What you are asked to do:
Your answer should be one number: how many lines below have the word "boat".

======== Given entries

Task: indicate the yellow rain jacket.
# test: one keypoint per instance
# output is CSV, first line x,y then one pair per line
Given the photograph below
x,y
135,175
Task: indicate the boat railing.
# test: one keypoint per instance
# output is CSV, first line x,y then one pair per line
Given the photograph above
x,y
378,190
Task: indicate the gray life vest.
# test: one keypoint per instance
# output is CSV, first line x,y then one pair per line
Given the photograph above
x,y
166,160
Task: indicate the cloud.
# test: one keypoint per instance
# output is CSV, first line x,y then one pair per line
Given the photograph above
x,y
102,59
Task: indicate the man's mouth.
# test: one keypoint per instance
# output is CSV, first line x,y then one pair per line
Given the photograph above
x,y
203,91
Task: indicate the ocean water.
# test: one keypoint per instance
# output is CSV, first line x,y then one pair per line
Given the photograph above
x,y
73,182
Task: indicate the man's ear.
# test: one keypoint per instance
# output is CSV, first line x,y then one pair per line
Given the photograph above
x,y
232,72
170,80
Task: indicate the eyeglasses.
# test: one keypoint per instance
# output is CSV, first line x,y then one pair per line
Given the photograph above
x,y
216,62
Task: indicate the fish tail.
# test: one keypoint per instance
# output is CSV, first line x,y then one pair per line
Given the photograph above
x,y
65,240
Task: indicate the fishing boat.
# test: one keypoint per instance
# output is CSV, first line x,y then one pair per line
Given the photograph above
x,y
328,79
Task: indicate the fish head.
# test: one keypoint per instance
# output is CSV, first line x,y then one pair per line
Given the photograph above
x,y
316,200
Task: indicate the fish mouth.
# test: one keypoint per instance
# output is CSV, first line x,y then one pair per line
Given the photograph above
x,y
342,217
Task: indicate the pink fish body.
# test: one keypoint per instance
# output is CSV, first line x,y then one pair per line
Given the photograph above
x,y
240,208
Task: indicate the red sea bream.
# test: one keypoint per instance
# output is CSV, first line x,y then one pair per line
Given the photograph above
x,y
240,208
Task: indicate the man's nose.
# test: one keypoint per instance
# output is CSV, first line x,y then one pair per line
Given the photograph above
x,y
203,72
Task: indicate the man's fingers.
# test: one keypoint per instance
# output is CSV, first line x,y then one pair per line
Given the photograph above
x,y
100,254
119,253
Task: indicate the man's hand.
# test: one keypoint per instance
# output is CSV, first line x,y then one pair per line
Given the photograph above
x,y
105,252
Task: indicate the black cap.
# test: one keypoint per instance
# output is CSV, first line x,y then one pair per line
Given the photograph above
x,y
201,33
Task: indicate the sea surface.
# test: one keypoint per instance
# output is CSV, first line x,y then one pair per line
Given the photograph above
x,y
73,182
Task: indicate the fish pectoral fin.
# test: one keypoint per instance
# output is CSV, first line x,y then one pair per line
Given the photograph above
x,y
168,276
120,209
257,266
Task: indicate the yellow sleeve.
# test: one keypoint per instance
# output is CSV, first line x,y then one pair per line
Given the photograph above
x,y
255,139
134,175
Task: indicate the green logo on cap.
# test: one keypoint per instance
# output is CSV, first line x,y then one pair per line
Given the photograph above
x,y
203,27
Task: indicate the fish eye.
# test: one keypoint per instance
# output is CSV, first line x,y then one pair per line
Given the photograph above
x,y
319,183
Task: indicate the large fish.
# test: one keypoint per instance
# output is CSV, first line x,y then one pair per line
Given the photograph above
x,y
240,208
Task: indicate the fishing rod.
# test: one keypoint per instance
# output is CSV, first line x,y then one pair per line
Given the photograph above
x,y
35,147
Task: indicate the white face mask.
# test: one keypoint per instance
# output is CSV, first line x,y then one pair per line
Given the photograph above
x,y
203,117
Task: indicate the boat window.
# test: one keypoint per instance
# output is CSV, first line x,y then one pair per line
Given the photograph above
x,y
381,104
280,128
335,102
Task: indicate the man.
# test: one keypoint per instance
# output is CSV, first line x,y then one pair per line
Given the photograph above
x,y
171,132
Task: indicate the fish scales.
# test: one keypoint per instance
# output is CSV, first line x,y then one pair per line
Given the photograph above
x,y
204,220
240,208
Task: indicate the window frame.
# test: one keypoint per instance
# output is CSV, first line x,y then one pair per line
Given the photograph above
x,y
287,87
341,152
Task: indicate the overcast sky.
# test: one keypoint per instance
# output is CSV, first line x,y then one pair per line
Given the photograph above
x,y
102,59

================

Solved problem:
3